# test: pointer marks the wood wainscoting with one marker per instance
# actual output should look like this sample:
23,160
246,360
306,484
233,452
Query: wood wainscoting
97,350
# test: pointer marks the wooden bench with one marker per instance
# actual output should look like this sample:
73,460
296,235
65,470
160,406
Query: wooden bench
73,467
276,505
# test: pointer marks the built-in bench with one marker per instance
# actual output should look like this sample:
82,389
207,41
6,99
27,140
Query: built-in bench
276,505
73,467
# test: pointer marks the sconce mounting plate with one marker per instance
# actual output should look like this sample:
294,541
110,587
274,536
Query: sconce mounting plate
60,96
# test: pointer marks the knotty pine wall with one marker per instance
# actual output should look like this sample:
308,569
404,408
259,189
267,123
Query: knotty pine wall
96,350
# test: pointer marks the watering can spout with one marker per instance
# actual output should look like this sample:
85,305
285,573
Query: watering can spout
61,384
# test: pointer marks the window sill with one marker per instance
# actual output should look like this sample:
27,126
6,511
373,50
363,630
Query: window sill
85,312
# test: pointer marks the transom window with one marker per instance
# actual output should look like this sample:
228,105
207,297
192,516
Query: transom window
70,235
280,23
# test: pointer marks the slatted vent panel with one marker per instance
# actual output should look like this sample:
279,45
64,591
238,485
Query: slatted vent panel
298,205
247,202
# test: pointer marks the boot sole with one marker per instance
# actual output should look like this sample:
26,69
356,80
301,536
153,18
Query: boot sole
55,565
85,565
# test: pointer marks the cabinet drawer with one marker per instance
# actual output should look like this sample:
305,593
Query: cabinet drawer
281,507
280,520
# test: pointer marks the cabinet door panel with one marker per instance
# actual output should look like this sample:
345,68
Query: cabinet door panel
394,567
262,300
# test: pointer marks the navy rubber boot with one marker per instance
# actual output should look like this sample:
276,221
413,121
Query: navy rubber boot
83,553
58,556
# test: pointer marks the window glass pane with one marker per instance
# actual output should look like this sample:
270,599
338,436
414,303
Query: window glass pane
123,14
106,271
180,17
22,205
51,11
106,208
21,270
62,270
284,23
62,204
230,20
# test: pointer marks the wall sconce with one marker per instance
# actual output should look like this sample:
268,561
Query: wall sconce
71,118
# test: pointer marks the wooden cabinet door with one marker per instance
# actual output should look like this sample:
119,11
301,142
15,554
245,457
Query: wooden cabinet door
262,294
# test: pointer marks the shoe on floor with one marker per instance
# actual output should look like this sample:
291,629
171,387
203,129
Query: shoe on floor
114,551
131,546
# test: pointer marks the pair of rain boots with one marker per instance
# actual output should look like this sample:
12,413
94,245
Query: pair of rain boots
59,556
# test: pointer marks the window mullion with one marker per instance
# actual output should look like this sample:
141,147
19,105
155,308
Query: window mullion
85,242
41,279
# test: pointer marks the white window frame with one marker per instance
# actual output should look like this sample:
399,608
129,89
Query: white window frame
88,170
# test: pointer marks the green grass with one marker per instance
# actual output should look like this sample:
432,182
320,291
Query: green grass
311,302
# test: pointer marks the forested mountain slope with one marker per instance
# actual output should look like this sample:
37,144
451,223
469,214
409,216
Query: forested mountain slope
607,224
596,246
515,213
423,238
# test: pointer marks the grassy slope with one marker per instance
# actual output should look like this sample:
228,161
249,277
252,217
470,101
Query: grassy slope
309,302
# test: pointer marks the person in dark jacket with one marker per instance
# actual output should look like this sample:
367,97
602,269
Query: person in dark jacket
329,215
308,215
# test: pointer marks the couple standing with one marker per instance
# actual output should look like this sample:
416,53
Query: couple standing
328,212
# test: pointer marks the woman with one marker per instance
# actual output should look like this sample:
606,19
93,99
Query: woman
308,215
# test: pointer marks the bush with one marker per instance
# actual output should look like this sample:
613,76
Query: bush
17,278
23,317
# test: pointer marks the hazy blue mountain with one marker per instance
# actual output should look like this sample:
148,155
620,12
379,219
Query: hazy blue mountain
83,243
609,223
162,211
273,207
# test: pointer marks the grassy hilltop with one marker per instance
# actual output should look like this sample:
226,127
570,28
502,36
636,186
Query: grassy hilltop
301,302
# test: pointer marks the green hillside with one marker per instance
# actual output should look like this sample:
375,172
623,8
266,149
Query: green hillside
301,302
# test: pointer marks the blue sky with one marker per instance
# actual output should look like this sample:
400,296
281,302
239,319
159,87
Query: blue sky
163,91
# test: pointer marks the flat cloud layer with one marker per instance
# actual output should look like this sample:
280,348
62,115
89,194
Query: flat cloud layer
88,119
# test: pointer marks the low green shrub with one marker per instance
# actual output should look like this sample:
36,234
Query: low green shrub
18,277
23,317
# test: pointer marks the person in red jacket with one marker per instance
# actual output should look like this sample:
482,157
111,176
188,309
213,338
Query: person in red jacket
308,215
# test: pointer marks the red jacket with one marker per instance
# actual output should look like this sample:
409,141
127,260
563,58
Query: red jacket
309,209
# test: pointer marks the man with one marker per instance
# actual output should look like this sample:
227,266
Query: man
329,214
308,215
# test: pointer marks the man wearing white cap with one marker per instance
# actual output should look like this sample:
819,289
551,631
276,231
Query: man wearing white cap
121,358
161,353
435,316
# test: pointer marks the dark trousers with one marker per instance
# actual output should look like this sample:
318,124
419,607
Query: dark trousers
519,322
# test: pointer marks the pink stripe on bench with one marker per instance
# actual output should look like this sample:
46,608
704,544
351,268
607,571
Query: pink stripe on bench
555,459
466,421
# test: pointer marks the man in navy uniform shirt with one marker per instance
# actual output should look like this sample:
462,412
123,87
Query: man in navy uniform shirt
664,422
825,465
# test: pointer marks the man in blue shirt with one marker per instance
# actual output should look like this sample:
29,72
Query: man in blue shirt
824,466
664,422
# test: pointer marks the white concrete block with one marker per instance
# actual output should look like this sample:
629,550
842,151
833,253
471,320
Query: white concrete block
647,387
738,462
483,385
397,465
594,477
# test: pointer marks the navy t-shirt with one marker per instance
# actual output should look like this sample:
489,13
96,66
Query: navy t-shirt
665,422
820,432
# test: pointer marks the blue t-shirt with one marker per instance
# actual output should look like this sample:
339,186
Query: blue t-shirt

------------------------------------------------------------

=== WHAT THIS TASK INVOLVES ===
Reproduce the stretch from the line containing "# test: pointer marks the man wearing" through the end of the records, requests included, and scale every answer coordinate in it by 1.75, rounding to whole numbers with halves going up. Leave the numbers in the requests and in their sample outputs as they are.

=== EXERCISE RESPONSE ===
# test: pointer marks the man wearing white cap with one marker per instance
# actual output should look like this sample:
819,289
551,631
276,231
Query: man wearing white cap
212,627
282,618
761,553
# test: pointer marks the dark trousers with one marker per instance
# actual output should look like this sample:
318,124
419,607
Query: dark trousers
908,564
# test: pointer marks the pink stripe on bench with one marker per instance
# actual output should look like this sample:
46,608
704,544
351,268
607,571
Query: pink stripe on bench
971,803
816,737
# test: pointer marks the man in navy uniform shirt with one marker per instance
# actual output should look like this sample:
462,412
123,87
Query: man in navy uniform shirt
1162,739
1444,814
# test: pointer marks the man in blue shirt with one marker per instance
# actual output should look like this sample:
29,72
Query: man in blue shirt
1442,816
1162,739
# test: pointer marks the white concrete block with one marker per instance
# actual output should look like this sample:
629,550
842,151
833,253
471,320
Query: white concrete block
1132,677
1292,809
845,674
695,814
1040,835
# test: pointer marks the navy t-shirt with one marker per instance
# actual output should look like this sample:
489,13
96,66
Query: navy t-shirt
1164,739
1435,756
# test: pointer marks the blue t-shirt with one marker per instance
# actual output should look like this sample:
339,186
Query: blue t-shirt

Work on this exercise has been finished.